## START INPUT RECORDS
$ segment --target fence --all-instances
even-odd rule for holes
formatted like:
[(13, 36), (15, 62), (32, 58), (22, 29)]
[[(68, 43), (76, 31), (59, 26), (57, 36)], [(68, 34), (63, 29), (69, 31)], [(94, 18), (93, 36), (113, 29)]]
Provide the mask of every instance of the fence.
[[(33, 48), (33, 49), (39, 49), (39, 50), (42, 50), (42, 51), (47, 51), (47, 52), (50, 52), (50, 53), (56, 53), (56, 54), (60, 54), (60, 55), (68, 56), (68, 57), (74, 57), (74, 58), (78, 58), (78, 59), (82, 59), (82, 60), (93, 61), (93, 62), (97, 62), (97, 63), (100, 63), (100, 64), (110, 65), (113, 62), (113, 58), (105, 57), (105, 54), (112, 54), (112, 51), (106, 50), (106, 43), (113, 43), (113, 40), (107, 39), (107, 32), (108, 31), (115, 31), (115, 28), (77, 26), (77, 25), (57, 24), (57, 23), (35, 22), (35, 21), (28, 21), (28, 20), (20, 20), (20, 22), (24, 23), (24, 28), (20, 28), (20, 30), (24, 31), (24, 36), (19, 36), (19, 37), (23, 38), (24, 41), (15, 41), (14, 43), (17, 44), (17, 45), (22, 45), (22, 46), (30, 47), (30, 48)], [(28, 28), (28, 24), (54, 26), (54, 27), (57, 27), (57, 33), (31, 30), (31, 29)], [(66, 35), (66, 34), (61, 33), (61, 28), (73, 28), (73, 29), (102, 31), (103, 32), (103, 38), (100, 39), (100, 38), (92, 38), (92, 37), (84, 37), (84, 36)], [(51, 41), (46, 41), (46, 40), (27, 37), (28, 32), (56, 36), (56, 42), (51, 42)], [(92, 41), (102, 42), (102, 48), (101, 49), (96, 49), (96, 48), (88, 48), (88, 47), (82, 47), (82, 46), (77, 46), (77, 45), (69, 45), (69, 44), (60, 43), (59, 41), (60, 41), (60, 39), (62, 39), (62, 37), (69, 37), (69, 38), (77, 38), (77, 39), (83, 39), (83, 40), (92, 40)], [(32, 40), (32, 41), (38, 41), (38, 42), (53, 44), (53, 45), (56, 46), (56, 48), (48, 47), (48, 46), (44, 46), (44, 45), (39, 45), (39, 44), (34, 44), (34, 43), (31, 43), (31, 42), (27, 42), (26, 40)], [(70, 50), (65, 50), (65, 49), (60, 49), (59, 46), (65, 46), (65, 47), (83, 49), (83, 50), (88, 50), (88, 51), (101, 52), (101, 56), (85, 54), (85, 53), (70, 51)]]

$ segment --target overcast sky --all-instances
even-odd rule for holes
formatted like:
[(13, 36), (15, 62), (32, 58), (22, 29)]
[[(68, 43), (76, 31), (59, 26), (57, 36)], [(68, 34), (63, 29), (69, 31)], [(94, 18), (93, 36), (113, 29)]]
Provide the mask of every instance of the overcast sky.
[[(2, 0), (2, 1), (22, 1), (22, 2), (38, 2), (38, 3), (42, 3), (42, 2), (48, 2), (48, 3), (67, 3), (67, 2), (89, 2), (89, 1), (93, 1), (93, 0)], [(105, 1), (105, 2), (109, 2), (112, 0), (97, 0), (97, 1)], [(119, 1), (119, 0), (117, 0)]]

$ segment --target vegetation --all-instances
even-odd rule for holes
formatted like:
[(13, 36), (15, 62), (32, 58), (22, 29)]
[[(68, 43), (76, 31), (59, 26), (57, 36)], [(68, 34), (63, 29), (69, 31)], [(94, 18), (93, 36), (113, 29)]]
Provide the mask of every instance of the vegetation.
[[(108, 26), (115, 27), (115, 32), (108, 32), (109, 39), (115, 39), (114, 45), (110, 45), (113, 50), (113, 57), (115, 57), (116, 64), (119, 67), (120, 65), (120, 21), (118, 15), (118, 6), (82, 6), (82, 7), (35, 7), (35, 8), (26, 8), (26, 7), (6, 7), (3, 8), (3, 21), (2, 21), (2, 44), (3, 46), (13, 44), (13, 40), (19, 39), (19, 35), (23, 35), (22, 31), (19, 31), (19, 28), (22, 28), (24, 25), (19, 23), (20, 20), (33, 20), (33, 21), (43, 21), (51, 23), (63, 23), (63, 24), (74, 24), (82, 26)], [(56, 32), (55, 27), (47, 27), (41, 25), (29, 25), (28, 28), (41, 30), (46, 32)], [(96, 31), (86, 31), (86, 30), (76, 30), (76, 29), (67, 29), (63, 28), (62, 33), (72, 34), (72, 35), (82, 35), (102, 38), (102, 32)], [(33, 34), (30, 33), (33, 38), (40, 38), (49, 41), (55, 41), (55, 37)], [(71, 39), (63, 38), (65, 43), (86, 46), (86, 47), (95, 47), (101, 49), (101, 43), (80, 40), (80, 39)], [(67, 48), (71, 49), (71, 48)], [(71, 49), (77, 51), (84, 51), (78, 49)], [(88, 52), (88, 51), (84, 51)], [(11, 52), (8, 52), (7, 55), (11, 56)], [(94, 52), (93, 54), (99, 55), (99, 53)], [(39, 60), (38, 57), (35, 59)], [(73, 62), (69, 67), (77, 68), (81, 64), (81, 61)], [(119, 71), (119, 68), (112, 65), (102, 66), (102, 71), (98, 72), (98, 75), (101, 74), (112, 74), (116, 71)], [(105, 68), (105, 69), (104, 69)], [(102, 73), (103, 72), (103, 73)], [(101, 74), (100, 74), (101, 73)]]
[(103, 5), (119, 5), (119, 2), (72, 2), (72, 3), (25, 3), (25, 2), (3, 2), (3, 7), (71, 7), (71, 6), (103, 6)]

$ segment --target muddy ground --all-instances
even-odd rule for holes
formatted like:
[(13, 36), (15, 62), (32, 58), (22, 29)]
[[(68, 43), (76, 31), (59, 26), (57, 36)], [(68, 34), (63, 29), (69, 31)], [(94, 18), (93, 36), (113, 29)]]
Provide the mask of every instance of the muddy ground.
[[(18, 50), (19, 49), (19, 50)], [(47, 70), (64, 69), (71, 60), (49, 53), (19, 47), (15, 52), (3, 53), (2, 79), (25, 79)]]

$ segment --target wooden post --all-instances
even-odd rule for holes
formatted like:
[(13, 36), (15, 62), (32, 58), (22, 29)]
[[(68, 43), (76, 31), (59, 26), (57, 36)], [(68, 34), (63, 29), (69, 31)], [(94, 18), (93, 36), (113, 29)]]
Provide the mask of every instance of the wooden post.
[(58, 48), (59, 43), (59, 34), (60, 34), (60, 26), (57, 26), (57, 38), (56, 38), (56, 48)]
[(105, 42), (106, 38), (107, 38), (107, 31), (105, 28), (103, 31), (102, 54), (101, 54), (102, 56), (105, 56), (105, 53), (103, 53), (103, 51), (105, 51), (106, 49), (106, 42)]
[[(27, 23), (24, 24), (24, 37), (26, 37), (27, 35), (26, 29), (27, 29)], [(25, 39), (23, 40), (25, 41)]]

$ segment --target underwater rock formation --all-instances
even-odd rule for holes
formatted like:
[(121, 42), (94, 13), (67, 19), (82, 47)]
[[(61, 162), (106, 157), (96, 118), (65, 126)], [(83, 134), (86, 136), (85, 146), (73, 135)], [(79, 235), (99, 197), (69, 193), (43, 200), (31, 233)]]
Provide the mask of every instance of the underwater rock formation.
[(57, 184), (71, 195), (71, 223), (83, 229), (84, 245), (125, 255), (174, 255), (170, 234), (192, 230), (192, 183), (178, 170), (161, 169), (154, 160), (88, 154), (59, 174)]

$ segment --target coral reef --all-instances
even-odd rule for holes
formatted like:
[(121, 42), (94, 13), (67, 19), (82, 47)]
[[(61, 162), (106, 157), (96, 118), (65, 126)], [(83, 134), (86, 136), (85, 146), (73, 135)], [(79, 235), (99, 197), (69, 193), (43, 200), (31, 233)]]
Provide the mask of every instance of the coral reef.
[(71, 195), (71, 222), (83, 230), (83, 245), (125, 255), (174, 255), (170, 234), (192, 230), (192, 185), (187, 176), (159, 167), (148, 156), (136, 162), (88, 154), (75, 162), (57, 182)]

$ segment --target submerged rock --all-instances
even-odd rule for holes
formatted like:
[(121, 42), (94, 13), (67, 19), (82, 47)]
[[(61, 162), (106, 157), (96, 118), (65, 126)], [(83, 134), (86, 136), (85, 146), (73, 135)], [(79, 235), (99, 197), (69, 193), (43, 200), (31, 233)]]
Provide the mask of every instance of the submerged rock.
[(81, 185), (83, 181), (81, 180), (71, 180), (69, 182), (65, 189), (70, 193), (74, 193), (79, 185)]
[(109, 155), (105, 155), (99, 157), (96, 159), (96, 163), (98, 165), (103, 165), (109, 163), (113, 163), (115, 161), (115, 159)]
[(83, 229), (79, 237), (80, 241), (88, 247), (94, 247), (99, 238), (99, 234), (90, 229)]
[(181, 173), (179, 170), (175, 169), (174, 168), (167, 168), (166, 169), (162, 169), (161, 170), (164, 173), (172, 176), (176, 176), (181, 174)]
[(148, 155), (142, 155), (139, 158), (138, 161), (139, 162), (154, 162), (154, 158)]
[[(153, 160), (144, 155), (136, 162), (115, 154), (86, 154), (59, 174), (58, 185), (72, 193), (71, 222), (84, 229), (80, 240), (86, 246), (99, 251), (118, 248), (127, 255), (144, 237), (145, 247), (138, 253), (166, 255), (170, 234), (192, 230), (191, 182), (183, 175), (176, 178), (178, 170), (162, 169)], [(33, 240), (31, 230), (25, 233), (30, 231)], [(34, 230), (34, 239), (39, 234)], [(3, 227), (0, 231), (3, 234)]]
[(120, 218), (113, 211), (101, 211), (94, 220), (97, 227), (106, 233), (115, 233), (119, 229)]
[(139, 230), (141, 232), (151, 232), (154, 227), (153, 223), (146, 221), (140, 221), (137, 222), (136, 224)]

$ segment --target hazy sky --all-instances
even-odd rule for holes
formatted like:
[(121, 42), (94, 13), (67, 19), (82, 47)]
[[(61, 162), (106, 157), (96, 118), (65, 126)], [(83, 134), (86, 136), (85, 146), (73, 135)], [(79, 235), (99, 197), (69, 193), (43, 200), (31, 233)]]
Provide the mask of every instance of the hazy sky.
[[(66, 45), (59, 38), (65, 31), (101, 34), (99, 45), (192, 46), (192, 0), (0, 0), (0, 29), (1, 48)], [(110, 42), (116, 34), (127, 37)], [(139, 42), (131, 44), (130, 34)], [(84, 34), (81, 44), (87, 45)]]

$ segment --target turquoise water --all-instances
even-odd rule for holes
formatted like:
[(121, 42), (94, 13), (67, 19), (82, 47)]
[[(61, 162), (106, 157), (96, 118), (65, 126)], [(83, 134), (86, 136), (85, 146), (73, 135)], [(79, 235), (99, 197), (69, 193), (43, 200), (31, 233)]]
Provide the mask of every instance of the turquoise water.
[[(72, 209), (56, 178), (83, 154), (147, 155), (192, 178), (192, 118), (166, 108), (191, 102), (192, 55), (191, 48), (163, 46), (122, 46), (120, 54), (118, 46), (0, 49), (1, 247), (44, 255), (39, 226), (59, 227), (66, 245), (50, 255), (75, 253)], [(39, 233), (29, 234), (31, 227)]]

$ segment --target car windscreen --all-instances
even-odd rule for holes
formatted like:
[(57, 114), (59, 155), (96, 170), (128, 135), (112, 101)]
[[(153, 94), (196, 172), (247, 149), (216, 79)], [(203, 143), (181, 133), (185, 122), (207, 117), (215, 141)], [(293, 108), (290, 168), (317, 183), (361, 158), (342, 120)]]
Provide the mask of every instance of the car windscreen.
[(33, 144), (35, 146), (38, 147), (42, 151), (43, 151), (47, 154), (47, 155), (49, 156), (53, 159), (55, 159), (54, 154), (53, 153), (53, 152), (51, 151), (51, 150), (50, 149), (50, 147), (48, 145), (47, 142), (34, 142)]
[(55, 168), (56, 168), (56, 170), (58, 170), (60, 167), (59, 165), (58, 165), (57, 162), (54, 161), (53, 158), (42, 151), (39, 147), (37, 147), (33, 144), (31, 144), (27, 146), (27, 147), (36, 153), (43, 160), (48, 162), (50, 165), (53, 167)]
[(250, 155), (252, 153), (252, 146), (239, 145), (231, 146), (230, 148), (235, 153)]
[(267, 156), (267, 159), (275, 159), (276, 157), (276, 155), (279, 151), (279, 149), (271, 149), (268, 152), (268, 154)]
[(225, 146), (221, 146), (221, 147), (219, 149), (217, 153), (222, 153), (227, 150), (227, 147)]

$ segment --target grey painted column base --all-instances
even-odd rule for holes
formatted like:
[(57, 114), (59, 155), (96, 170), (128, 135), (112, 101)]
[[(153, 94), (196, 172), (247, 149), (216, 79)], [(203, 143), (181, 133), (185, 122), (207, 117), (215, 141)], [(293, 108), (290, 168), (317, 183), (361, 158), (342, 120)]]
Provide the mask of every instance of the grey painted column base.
## END INPUT RECORDS
REQUIRED WORK
Please copy the stretch of lines from the one containing "hazy sky --all-instances" through the one containing "Provide the mask of every instance of the hazy", character for character, with both of those lines included.

RESPONSE BELOW
$ segment --target hazy sky --all-instances
even-odd rule for holes
formatted like:
[(121, 42), (94, 13), (67, 19), (82, 47)]
[[(61, 162), (106, 157), (96, 118), (65, 126)], [(83, 134), (86, 136), (85, 146), (73, 135)], [(79, 235), (99, 197), (69, 193), (43, 200), (31, 233)]]
Provide the mask of every instance of the hazy sky.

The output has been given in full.